> **Material provided**
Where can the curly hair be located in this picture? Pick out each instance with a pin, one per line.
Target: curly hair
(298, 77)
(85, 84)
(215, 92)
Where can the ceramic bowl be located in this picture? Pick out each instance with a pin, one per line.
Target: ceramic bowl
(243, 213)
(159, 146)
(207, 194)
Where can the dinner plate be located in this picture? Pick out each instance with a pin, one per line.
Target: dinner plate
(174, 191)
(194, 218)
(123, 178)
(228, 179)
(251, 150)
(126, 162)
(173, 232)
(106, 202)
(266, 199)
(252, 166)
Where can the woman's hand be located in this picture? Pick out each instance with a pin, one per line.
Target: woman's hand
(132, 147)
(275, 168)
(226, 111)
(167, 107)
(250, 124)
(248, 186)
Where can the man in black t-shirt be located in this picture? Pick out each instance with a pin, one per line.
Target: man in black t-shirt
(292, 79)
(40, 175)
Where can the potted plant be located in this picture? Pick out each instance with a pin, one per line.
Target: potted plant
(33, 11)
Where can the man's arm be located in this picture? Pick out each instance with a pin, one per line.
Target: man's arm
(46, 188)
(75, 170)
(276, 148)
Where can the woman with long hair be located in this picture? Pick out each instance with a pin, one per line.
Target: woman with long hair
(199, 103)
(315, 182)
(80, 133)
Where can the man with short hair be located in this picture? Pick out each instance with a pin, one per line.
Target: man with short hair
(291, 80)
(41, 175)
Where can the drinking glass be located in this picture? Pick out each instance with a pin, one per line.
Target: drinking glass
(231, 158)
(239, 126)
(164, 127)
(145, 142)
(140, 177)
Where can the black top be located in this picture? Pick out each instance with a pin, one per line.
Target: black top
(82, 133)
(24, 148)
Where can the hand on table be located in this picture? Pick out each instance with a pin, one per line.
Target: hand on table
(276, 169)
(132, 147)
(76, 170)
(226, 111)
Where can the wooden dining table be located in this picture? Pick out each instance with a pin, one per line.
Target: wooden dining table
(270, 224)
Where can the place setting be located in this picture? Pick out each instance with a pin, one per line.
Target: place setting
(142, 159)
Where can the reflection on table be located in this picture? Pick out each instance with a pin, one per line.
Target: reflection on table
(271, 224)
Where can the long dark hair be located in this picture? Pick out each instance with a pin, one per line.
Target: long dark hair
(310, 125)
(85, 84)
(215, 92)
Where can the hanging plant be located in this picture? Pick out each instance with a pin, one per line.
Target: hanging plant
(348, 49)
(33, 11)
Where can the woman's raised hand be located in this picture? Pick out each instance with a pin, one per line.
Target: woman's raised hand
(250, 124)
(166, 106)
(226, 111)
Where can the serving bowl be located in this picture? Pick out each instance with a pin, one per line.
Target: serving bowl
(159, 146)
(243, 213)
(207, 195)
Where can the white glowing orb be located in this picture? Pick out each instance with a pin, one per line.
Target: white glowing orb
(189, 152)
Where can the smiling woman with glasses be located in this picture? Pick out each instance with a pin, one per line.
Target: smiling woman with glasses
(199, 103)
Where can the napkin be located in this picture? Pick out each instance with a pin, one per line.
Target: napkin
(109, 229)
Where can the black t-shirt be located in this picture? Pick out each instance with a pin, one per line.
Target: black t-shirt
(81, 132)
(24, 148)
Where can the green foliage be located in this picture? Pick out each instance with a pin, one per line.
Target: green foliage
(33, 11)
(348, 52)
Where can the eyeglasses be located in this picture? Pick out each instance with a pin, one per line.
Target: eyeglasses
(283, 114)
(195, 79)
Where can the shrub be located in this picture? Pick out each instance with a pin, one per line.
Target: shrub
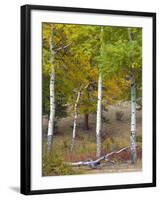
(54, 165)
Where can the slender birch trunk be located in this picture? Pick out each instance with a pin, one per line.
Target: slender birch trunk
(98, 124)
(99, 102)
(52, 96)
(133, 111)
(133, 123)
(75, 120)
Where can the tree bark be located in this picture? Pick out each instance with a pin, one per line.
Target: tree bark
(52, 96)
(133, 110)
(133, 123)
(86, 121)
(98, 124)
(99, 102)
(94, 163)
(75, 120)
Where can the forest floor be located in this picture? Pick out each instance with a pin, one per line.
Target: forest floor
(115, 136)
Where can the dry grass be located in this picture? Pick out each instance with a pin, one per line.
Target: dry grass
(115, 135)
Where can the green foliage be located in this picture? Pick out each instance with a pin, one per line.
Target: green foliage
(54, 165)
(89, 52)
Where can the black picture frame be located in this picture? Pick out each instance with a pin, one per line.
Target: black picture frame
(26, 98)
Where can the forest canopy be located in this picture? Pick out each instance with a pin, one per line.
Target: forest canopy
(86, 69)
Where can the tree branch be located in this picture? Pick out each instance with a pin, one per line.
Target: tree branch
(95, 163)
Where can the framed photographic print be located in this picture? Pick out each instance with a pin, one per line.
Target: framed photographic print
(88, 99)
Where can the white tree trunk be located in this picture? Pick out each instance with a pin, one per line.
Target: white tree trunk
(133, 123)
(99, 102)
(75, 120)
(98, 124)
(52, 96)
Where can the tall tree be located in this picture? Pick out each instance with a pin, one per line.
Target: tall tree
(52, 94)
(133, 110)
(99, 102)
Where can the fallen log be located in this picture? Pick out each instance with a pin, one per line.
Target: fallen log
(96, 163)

> **What the exercise asks**
After locating the line with "Target: ceramic bowl" above, return that line and every later line through the one with "Where can the dinner", word for word and with nothing else.

> **Task response**
Target: ceramic bowl
(243, 213)
(159, 146)
(207, 194)
Where can the dinner plate be located in this picture? Pick out each instance with a pin, one per line.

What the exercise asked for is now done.